| Extracted text |

--- --- ---

April is Community College Month
Happy Community College Month! Along with all of Maryland’s 16 community colleges, Howard Community College is excited to celebrate the benefits and impact of community colleges during the month of April. You may already know that community colleges provide affordable, accessible, quality educational opportunities for all. But, did you know…
- Community college is a top choice for Maryland freshmen and sophomore students. In fact, 70% of Maryland first and second year college students are enrolled at one of Maryland’s 16 community colleges!
- When community college students spend on their education, it is an investment towards their future. On average, students see a return of $60 in higher future earnings for every dollar spent at HCC.
- Community college students boost our economy. 88% of alumni from Maryland’s 16 community colleges remain within the state and contribute to their local and state economies. The net impact of HCC’s former students currently employed in the county amounted to $228.7 million in added income in FY18-19.
- Maryland community colleges contribute more than $8.7 billion towards Maryland’s economy, which is equivalent to the employment of 113,805 people!

--- --- ---

| Exercise goal |
Does the Community College Month text support each of these statements? (a) Maryland has 16 community colleges. (b) Students see a return of $80 in higher future earnings for every dollar spent at HCC. (c) 88% of alumni from Maryland's community colleges stay in the state. Answer yes or no for each, quoting the deciding words. Rely only on the Community College Month text.

(Stored data entries)
--- --- ---

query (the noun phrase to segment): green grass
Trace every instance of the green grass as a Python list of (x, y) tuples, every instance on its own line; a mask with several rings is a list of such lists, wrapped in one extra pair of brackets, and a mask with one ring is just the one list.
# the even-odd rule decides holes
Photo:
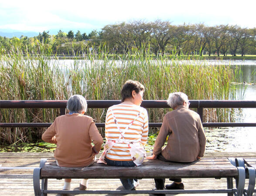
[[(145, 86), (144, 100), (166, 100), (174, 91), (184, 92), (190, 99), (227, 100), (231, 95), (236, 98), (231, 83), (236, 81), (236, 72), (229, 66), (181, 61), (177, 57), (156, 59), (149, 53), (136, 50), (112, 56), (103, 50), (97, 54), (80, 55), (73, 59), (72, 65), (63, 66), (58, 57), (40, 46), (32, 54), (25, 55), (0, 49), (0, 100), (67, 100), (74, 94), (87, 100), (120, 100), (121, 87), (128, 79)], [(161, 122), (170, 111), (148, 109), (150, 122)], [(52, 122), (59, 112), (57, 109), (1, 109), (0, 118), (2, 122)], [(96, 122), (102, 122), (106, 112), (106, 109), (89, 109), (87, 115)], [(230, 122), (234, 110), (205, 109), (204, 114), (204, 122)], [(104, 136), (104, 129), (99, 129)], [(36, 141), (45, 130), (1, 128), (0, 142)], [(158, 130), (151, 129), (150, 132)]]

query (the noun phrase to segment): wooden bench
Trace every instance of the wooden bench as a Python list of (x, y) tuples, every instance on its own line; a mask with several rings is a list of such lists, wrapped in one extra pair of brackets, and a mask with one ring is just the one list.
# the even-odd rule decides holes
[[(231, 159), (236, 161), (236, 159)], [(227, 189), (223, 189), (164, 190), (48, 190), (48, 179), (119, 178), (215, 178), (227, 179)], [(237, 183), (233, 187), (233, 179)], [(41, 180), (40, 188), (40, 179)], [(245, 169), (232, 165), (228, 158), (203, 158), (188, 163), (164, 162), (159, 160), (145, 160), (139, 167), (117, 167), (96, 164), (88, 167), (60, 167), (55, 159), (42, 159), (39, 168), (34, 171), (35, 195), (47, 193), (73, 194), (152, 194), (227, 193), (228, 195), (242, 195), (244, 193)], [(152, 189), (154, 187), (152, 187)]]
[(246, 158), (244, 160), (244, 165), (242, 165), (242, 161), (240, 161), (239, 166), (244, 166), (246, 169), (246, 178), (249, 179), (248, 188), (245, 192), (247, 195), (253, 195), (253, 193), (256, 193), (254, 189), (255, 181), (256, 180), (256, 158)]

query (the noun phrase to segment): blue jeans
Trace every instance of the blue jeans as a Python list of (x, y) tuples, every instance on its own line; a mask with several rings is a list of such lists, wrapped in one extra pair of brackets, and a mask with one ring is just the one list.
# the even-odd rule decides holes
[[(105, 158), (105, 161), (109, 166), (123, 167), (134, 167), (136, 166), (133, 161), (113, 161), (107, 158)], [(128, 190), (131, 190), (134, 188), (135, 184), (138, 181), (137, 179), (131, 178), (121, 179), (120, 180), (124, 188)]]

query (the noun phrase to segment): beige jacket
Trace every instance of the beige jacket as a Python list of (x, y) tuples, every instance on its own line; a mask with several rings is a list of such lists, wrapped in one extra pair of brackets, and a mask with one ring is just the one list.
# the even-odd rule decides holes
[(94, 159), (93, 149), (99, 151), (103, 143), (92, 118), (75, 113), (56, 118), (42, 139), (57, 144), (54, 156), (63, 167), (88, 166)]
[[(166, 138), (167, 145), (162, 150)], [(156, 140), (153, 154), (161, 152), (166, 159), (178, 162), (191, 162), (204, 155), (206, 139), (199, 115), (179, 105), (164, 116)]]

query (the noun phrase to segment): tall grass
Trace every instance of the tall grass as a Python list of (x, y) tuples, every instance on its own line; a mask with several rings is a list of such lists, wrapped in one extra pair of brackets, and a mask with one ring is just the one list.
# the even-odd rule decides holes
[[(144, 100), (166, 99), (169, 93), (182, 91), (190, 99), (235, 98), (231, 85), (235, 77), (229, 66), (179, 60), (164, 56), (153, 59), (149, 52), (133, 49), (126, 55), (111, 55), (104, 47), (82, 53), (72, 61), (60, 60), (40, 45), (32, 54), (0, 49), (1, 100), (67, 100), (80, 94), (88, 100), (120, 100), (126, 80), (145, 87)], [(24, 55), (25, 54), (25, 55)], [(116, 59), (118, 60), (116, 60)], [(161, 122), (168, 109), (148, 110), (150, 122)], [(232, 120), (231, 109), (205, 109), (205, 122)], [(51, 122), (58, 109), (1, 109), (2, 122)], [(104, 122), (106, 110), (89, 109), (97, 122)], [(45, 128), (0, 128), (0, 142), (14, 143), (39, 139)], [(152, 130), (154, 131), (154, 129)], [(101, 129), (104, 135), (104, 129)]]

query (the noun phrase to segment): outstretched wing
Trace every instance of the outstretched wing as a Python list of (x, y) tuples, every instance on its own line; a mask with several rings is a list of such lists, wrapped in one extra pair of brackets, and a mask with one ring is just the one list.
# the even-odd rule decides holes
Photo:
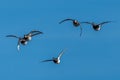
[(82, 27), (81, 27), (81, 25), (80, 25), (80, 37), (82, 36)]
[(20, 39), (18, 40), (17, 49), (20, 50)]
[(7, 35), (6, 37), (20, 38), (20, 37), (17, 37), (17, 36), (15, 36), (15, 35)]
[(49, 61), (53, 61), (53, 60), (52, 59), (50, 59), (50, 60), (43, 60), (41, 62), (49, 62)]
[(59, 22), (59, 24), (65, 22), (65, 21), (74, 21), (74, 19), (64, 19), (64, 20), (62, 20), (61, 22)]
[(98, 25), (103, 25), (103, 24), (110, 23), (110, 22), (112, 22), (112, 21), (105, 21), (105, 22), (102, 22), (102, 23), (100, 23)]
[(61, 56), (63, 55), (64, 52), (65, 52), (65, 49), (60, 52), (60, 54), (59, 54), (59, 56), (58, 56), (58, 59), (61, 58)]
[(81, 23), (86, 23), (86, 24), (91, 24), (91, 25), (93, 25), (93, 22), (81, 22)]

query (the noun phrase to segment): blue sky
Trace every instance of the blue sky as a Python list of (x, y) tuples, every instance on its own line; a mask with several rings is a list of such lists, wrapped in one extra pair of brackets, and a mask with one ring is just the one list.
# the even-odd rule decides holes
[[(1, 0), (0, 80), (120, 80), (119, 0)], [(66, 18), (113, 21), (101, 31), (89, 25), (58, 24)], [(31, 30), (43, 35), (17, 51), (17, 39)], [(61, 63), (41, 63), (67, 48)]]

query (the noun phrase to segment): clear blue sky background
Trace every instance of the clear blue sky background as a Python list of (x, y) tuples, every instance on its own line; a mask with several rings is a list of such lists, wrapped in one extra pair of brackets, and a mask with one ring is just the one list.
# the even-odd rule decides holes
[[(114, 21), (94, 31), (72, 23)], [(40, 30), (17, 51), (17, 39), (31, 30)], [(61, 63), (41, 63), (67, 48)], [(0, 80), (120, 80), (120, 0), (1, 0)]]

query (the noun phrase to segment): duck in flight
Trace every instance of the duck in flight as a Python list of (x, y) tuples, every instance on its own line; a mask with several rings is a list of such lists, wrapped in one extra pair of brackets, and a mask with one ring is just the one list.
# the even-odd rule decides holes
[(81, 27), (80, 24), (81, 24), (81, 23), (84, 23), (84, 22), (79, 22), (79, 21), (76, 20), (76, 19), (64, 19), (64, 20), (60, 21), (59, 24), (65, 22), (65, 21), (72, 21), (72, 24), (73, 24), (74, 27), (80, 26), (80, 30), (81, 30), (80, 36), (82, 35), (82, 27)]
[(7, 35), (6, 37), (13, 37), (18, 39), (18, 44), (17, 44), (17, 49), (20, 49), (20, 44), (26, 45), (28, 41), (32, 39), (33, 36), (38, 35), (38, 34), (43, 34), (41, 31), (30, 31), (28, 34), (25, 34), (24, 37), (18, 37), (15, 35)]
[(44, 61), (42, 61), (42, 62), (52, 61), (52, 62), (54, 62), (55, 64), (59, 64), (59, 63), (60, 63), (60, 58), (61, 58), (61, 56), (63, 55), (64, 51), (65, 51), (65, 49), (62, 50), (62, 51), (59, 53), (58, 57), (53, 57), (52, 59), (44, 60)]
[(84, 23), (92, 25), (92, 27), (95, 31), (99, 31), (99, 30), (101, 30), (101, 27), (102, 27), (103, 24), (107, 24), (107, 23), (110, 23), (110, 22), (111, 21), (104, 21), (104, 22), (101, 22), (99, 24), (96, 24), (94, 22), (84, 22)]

--- --- ---

| The completed task |
(a) Yes: "Along with all of Maryland’s 16 community colleges"
(b) No: "On average, students see a return of $60 in higher future earnings for every dollar spent at HCC."
(c) Yes: "88% of alumni from Maryland’s 16 community colleges remain within the state"